**Directions:** Pictures do not belong in the copy. Return all of the entries exactly.

● ● ● ● ●

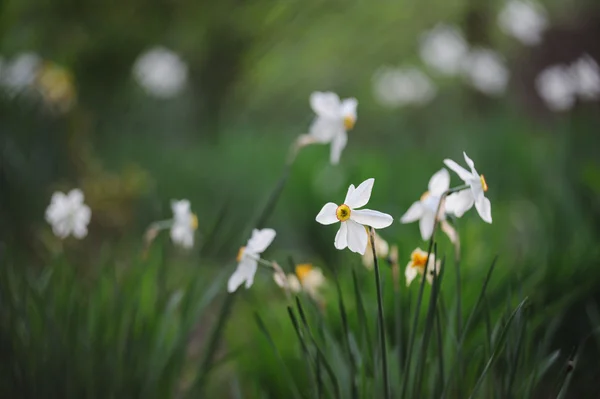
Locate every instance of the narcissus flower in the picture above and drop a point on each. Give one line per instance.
(248, 258)
(460, 202)
(419, 264)
(334, 119)
(352, 232)
(68, 214)
(425, 209)
(184, 225)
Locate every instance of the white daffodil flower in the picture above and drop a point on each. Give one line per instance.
(425, 209)
(184, 224)
(416, 266)
(334, 119)
(460, 202)
(352, 232)
(68, 214)
(248, 258)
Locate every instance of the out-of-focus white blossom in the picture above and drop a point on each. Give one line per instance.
(524, 20)
(397, 87)
(484, 69)
(160, 72)
(443, 49)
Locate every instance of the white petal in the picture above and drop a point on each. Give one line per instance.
(471, 164)
(341, 238)
(337, 146)
(357, 237)
(484, 208)
(368, 217)
(459, 203)
(327, 214)
(260, 240)
(426, 225)
(361, 195)
(348, 107)
(439, 182)
(459, 170)
(414, 213)
(244, 272)
(325, 104)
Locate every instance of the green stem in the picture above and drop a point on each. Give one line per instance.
(380, 318)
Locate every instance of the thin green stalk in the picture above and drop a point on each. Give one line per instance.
(380, 318)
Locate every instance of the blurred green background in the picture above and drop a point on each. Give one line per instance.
(220, 137)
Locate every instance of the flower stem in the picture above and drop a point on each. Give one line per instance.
(380, 318)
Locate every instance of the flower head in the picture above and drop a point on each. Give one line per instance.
(248, 258)
(352, 233)
(334, 119)
(425, 209)
(184, 224)
(460, 202)
(419, 264)
(68, 214)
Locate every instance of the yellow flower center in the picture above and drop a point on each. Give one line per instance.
(194, 221)
(240, 254)
(349, 122)
(483, 183)
(303, 270)
(343, 213)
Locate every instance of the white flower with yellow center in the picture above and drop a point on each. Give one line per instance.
(68, 214)
(248, 258)
(425, 209)
(419, 264)
(460, 202)
(184, 224)
(334, 119)
(352, 233)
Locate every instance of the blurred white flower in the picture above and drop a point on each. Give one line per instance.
(20, 73)
(396, 87)
(68, 214)
(352, 232)
(556, 87)
(586, 76)
(248, 258)
(184, 224)
(460, 202)
(382, 249)
(416, 266)
(334, 119)
(161, 72)
(425, 209)
(443, 49)
(524, 20)
(484, 69)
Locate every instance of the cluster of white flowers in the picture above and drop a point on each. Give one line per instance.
(560, 85)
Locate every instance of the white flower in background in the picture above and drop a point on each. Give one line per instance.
(425, 209)
(161, 72)
(484, 69)
(417, 266)
(460, 202)
(443, 49)
(248, 258)
(396, 87)
(20, 73)
(382, 249)
(556, 87)
(334, 119)
(586, 76)
(524, 20)
(352, 232)
(68, 214)
(184, 223)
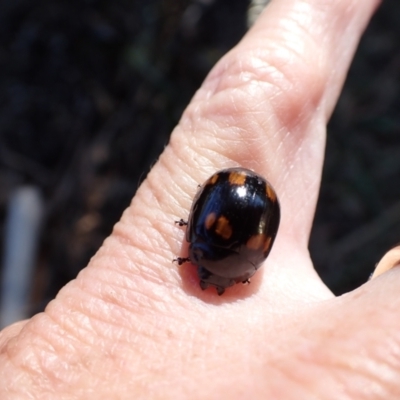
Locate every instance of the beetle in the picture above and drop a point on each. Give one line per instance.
(231, 227)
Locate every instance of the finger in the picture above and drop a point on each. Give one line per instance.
(267, 102)
(390, 260)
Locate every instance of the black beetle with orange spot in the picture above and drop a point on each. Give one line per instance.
(231, 228)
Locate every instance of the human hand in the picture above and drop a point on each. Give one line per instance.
(134, 325)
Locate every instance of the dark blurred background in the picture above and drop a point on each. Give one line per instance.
(90, 91)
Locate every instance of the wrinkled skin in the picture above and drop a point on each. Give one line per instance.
(134, 326)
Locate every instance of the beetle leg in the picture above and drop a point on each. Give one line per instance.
(204, 285)
(181, 260)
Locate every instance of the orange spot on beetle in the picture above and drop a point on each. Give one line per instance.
(210, 219)
(237, 178)
(223, 228)
(213, 180)
(271, 193)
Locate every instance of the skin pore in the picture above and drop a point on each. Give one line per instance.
(134, 325)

● ● ● ● ●

**Solution to this exercise:**
Locate every instance of the narcissus flower in the picture above and drop a point on each. Give one line per instance.
(248, 258)
(460, 202)
(419, 264)
(334, 119)
(352, 232)
(68, 214)
(425, 209)
(184, 225)
Locate every instance of the white daffodil flower in the picture above and drop a point on each. Give one line per instance.
(425, 209)
(184, 224)
(416, 266)
(334, 119)
(460, 202)
(352, 232)
(68, 214)
(248, 258)
Locate every instance of the out-of-focus white blossom in the picture above and drop a point on each. Give one line per instance.
(524, 20)
(397, 87)
(484, 69)
(160, 72)
(443, 49)
Locate every instance of the white petal in the picture above and drop a point on each. Give one line per instance.
(471, 164)
(341, 238)
(337, 146)
(357, 237)
(484, 208)
(368, 217)
(459, 203)
(327, 214)
(260, 240)
(426, 225)
(361, 195)
(348, 107)
(439, 182)
(459, 170)
(414, 213)
(244, 272)
(325, 104)
Locate every instance of the green stem in the picture above and drop a point on each. Give one line per instance.
(380, 318)
Locate every instance of the thin green stalk in the picture above and drop a point on each. Give one line per instance.
(380, 318)
Locate every instance of the blurred green background in the picture above and drop a point on each. Give one line per instance.
(220, 137)
Locate every instance of the flower stem in the picture above and drop a point on each. Give one line per instance.
(380, 318)
Locate every instance of the flower head in the picture above and drop a point on each. Give one line per instance.
(248, 258)
(352, 233)
(334, 119)
(425, 209)
(184, 224)
(460, 202)
(419, 264)
(68, 214)
Locate every instance of the yellow flower center in the picture above and drop a point on each. Give one line per instance.
(194, 221)
(240, 254)
(349, 122)
(483, 183)
(303, 270)
(343, 213)
Locate every instance of the white flower with yellow center in the picture above and drop a point on each. Give one line per instance.
(68, 214)
(248, 258)
(425, 209)
(419, 264)
(460, 202)
(184, 224)
(334, 119)
(352, 233)
Locate every instance of the blurred white flower in the picture above and drop a point on each. Give one line per instance.
(20, 73)
(396, 87)
(68, 214)
(352, 232)
(556, 87)
(586, 76)
(248, 258)
(184, 224)
(460, 202)
(382, 249)
(416, 266)
(334, 119)
(161, 72)
(425, 209)
(443, 49)
(524, 20)
(484, 69)
Locate every instance of the cluster of white flowers in the picture above and drop a point on each. Give one line per instance.
(560, 85)
Locate every instance of the white flower in background in the picture above and drop a point on each. Give one line per instance.
(425, 209)
(161, 72)
(484, 69)
(417, 266)
(460, 202)
(443, 49)
(248, 258)
(396, 87)
(20, 73)
(382, 249)
(556, 87)
(334, 119)
(586, 76)
(524, 20)
(352, 232)
(68, 214)
(184, 223)
Locate every instance of the beetle in the picture above and drop a point on each. Give one line per instance.
(231, 227)
Locate every instance of the finger in the picture above and drop a point on each. Give one line per instance.
(267, 102)
(390, 260)
Locate every instance of the black beetle with orange spot in the picture above and drop a point on each. Give one line per instance.
(231, 228)
Locate every instance of the human hand in the picture above and drop a point on each. Give one line per instance.
(134, 325)
Locate every instance of the dark blurred background in the picture above and drop a point on each. Give one line per instance.
(90, 91)
Locate every instance of the wrinkled skin in the picture above and drop a point on each. Give one line per instance.
(134, 326)
Locate every instance of the beetle leg in the picture above and drop a point on each. Give one line per instance.
(204, 285)
(181, 260)
Locate every instance of the orange spot on beetle in the picture above and drop a point on each. Give one line per instance.
(210, 219)
(237, 178)
(223, 228)
(213, 180)
(271, 193)
Locate every instance of the skin pore in the picture above and drop a point on each. Give one line per instance.
(134, 325)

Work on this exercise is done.